> Given request
Could you convert every line of the entries below into a Markdown table with the columns Row and Line, numbering each row and skipping any blank lines?

> Input rows
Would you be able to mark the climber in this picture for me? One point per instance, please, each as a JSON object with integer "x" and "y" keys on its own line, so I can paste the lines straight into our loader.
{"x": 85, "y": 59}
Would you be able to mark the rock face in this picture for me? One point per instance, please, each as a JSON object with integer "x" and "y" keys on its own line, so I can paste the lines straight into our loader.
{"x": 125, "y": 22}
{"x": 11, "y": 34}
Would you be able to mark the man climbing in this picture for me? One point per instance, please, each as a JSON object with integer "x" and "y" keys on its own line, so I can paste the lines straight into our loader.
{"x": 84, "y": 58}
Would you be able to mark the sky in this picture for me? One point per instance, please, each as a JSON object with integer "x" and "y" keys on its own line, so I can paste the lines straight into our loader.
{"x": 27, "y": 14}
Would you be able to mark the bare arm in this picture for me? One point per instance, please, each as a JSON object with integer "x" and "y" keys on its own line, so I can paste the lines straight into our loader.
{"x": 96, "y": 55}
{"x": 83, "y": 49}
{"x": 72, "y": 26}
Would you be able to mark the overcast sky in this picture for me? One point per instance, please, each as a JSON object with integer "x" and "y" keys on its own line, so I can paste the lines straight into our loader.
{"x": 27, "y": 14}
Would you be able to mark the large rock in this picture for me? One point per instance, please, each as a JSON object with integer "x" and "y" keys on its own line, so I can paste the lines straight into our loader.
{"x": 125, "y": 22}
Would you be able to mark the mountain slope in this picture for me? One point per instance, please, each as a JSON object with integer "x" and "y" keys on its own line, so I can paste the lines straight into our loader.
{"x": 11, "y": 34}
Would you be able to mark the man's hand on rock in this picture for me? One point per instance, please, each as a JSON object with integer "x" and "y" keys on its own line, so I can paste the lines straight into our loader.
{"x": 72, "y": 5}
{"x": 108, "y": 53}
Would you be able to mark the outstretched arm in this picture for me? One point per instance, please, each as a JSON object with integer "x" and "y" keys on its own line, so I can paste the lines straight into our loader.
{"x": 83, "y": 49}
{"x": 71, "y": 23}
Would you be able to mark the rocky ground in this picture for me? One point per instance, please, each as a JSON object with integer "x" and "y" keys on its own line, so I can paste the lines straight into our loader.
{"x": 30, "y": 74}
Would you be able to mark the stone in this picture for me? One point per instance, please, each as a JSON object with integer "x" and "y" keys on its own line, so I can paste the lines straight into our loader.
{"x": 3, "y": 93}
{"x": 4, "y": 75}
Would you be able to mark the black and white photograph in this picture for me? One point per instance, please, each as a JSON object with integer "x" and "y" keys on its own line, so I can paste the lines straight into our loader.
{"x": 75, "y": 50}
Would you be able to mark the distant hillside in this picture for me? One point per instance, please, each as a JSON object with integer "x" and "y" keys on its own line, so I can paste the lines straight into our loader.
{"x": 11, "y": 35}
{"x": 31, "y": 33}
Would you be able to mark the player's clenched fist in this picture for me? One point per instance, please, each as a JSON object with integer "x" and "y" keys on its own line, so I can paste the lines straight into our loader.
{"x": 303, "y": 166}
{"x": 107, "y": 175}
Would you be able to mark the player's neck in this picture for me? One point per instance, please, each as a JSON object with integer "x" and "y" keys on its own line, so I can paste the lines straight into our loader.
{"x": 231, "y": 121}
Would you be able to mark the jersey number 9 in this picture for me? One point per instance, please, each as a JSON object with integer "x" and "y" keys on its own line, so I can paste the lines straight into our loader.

> Task response
| Row | Line |
|---|---|
| 1 | Would you be able to mark the climber in this picture for me? One point per instance, please, each as a JSON object with integer "x" and "y" keys on its own line, so I can paste the lines straight into our loader. |
| 2 | {"x": 85, "y": 59} |
| 3 | Would you be able to mark the rock face in this picture for me? One point per instance, please, each as a JSON object with integer "x" and "y" keys on its own line, so I can paste the lines straight into our loader. |
| 4 | {"x": 125, "y": 22} |
| 5 | {"x": 11, "y": 34} |
| 6 | Would you be able to mark the man climbing in this picture for me? One point per instance, please, each as a JSON object with integer "x" and "y" keys on its own line, so I can paste the lines straight into our loader. |
| 7 | {"x": 84, "y": 58} |
| 8 | Would you be able to mark the sky in this picture for me? One point per instance, please, each as a JSON object with integer "x" and "y" keys on its own line, so I can paste the lines straight into our loader. |
| 9 | {"x": 27, "y": 14} |
| 10 | Would you be able to mark the bare arm in this picture for me? One point per instance, please, each as a JSON object with integer "x" and "y" keys on its own line, so I can paste the lines straight into our loader. |
| 11 | {"x": 96, "y": 55} |
| 12 | {"x": 83, "y": 49} |
| 13 | {"x": 72, "y": 26} |
| 14 | Would you be able to mark the overcast sky in this picture for me? One point per instance, please, each as a JSON object with integer "x" and "y" keys on its own line, so I can paste the lines straight into our loader. |
| 15 | {"x": 27, "y": 14} |
| 16 | Would you be able to mark the large rock in this picture for me? One point per instance, please, each as a JSON object with integer "x" and "y" keys on its own line, so I can paste the lines straight into our loader. |
| 17 | {"x": 125, "y": 22} |
| 18 | Would you be able to mark the mountain slope in this picture for me? One point per instance, please, each as a JSON object with integer "x" and "y" keys on its own line, so I can paste the lines straight into our loader. |
| 19 | {"x": 11, "y": 34} |
| 20 | Would you be able to mark the man's hand on rock in this picture for me? One point per instance, please, each as a JSON object with integer "x" and "y" keys on its own line, so I can paste the lines straight into our loader. |
| 21 | {"x": 72, "y": 5} |
| 22 | {"x": 108, "y": 53} |
| 23 | Would you be able to mark the outstretched arm in this picture for me? One point per instance, please, each as a JSON object with integer "x" and "y" keys on its own line, so I can paste the lines straight into our loader. |
| 24 | {"x": 83, "y": 49} |
| 25 | {"x": 71, "y": 23} |
| 26 | Would you be able to mark the rocky ground in this picture for me? One point per instance, please, each as a JSON object with integer "x" and "y" keys on its own line, so I can paste the lines straight into our loader. |
| 27 | {"x": 30, "y": 74} |
| 28 | Would you be able to mark the stone in this picture for me? One point per instance, please, each as a JSON object with integer "x" and "y" keys on its own line, so I can paste the lines straight into our loader. |
| 29 | {"x": 3, "y": 93} |
| 30 | {"x": 4, "y": 75} |
| 31 | Would you be able to mark the black and white photograph in this picture for me? One point per instance, please, each as a JSON object with integer "x" and "y" keys on its own line, so I can paste the lines straight into our loader. |
| 32 | {"x": 75, "y": 50} |
| 33 | Would you be able to mark the distant hillside in this picture for me? One point per instance, please, each as a JSON object with integer "x" and "y" keys on its own line, so I can paste the lines straight into our loader. |
| 34 | {"x": 11, "y": 35} |
| 35 | {"x": 31, "y": 33} |
| 36 | Would you be able to mark the player's clenched fist in this picture for me? One point per instance, please, each as a JSON object with integer "x" and "y" keys on its own line, so I can paste the lines straight into our loader. |
| 37 | {"x": 303, "y": 166} |
| 38 | {"x": 107, "y": 175} |
| 39 | Would you be able to mark the player's neck in this picture for me? One point per instance, please, each as a JSON object with integer "x" and "y" keys on its own line, so I can paste the lines straight into our loader. |
| 40 | {"x": 231, "y": 121} |
| 41 | Would you be able to mark the jersey number 9 in this picture for me? One point per instance, please, each as a JSON object with integer "x" and "y" keys on its own line, so I can paste the lines straight into our loader. |